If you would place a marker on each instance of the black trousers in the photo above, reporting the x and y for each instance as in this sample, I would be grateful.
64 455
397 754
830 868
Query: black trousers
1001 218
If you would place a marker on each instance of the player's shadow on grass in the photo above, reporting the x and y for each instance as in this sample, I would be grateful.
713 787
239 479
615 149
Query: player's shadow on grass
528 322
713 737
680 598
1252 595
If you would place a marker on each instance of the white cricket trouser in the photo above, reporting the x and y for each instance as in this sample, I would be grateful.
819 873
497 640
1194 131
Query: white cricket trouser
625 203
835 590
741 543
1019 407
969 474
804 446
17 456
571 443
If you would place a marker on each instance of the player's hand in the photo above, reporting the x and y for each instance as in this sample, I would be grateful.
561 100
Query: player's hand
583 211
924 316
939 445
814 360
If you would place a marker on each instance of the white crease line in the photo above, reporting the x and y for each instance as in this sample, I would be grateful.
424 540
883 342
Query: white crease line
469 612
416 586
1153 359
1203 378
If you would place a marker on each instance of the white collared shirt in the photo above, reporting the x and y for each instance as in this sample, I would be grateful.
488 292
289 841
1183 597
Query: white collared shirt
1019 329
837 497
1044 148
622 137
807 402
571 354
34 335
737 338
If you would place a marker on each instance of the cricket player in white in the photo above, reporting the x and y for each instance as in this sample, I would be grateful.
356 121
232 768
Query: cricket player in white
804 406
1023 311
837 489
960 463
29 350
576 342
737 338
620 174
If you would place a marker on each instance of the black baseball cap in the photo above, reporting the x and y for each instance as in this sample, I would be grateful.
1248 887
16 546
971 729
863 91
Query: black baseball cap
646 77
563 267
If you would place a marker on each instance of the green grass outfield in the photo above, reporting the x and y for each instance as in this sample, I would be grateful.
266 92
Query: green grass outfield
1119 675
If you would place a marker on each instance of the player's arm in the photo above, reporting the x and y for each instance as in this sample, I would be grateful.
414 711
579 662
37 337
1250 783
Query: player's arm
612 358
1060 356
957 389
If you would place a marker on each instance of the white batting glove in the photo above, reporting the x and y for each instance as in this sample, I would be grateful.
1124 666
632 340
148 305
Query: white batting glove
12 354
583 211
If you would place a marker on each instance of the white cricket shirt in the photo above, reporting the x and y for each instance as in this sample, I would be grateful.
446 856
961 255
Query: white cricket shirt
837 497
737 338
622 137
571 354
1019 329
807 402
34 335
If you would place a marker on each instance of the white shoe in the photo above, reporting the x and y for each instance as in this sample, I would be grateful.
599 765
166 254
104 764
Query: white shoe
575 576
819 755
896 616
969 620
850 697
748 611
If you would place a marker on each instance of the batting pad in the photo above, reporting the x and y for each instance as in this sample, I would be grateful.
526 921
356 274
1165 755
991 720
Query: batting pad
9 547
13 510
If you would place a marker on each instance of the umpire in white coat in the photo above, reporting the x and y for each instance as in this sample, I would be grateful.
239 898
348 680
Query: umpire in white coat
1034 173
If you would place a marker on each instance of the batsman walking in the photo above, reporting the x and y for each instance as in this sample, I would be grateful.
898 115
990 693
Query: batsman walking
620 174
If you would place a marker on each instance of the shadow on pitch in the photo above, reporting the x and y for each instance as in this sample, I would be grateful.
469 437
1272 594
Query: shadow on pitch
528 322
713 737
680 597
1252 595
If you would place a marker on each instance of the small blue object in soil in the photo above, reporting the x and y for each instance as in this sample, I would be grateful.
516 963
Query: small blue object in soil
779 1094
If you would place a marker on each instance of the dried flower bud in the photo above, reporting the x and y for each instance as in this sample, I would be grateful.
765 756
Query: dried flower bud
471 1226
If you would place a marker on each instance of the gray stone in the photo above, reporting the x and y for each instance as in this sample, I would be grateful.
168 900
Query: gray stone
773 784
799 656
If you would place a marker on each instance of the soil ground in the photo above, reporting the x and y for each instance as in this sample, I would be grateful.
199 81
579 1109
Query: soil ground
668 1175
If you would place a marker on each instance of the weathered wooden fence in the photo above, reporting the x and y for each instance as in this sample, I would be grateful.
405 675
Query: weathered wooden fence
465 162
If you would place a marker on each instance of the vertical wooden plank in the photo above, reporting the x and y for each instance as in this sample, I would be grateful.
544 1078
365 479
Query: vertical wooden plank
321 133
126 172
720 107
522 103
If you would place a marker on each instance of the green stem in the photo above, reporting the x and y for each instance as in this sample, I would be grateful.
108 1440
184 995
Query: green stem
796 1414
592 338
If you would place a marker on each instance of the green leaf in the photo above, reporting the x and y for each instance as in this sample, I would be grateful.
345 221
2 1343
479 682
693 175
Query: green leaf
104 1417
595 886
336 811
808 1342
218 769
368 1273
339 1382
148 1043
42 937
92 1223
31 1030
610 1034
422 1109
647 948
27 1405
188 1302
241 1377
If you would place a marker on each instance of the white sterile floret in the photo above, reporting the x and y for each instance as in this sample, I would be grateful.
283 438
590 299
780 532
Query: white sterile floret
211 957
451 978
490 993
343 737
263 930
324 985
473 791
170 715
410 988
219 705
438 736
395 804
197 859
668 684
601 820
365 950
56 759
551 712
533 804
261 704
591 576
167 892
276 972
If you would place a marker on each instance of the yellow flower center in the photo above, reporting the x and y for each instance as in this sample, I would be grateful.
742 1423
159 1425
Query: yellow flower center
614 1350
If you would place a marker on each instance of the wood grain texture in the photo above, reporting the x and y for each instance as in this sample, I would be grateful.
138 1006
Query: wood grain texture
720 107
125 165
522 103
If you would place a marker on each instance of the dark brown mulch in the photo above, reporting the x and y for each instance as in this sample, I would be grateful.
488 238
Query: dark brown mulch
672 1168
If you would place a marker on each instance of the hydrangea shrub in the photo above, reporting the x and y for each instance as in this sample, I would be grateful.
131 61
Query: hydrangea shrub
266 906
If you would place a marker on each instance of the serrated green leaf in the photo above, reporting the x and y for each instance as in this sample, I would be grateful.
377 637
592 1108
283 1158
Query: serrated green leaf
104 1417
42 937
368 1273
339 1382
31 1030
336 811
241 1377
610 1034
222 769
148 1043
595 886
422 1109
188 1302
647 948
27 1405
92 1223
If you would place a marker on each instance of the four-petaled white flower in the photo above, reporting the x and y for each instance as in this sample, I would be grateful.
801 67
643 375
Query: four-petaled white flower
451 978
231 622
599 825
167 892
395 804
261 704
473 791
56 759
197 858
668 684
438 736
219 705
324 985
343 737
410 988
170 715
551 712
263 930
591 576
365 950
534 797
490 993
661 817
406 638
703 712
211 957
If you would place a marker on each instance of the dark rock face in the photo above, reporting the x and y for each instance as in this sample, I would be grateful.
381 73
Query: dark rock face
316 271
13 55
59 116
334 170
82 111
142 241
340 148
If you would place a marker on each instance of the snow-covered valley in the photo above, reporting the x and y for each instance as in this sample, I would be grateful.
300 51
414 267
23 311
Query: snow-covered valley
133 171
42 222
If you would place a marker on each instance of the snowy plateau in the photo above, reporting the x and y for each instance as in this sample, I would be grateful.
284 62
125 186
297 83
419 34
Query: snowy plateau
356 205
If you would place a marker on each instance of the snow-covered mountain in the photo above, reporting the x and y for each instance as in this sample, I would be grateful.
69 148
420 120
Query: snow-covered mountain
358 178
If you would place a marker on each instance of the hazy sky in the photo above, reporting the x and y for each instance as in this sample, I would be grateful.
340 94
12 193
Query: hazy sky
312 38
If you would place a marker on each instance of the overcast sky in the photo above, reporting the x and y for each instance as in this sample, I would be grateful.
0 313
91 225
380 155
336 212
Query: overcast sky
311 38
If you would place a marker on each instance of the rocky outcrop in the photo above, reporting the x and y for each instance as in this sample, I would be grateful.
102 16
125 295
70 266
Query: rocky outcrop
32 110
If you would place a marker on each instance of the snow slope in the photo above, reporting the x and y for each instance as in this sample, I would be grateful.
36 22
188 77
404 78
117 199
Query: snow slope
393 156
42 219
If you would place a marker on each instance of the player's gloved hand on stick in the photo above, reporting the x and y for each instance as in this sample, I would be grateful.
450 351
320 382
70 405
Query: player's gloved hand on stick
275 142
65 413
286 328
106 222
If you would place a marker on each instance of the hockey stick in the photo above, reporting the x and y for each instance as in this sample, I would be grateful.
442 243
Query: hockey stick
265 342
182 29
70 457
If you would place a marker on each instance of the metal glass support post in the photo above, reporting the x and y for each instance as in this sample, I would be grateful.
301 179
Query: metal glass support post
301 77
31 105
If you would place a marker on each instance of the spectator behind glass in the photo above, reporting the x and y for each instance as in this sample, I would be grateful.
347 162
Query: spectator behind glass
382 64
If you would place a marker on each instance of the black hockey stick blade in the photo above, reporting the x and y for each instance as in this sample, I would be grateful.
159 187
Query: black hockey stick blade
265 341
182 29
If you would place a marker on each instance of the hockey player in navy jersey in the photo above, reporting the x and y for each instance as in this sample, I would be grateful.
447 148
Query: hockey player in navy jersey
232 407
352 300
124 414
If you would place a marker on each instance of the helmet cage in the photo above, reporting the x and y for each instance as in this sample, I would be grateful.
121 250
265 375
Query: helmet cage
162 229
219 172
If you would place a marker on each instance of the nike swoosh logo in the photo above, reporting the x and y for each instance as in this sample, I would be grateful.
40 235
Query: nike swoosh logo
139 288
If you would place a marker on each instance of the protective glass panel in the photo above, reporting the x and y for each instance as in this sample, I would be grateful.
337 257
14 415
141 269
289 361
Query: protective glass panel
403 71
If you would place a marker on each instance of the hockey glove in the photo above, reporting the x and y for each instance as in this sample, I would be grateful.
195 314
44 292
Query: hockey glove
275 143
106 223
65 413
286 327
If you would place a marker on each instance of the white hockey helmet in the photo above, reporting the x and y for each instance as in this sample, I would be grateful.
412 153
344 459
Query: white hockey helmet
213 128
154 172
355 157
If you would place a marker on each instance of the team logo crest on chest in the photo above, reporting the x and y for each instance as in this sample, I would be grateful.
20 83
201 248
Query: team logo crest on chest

Prompt: Give every line of the material that includes the string "crest".

Answer:
If you would place a marker on each instance of the team logo crest on chest in the photo above, reporting the x and y for each instance as in this sample, I would be grateful.
Query: team logo crest on chest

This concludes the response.